▸ **WHAT THE TASK ASKS**
What are the lines from the one containing "box: [137, 153, 167, 193]" through the end of the listing below? Return them exactly, and only them.

START INPUT

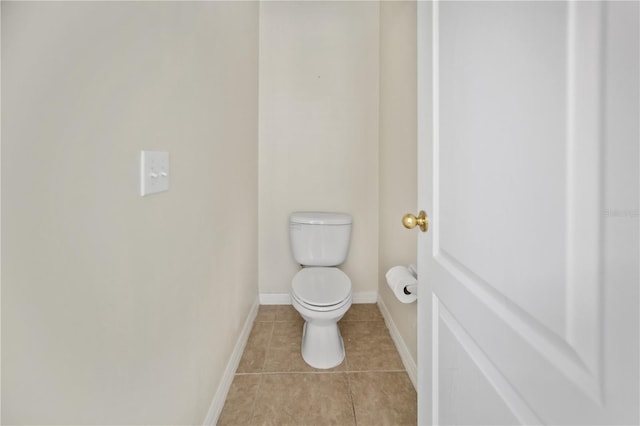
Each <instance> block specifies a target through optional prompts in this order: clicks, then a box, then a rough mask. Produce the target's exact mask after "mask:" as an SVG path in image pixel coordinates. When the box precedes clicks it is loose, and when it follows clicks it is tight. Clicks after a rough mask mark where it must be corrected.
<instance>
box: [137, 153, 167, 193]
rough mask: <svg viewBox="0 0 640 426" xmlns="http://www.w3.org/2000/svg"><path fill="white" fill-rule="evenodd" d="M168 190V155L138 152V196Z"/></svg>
mask: <svg viewBox="0 0 640 426" xmlns="http://www.w3.org/2000/svg"><path fill="white" fill-rule="evenodd" d="M168 190H169V153H168V152H166V151H141V152H140V195H141V196H143V197H144V196H145V195H150V194H155V193H156V192H163V191H168Z"/></svg>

END INPUT

▸ **RESPONSE TO THE EXERCISE**
box: [137, 153, 167, 193]
rough mask: <svg viewBox="0 0 640 426" xmlns="http://www.w3.org/2000/svg"><path fill="white" fill-rule="evenodd" d="M168 190V155L138 152V196Z"/></svg>
mask: <svg viewBox="0 0 640 426" xmlns="http://www.w3.org/2000/svg"><path fill="white" fill-rule="evenodd" d="M168 190H169V153H168V152H166V151H141V152H140V195H141V196H143V197H144V196H145V195H150V194H155V193H156V192H163V191H168Z"/></svg>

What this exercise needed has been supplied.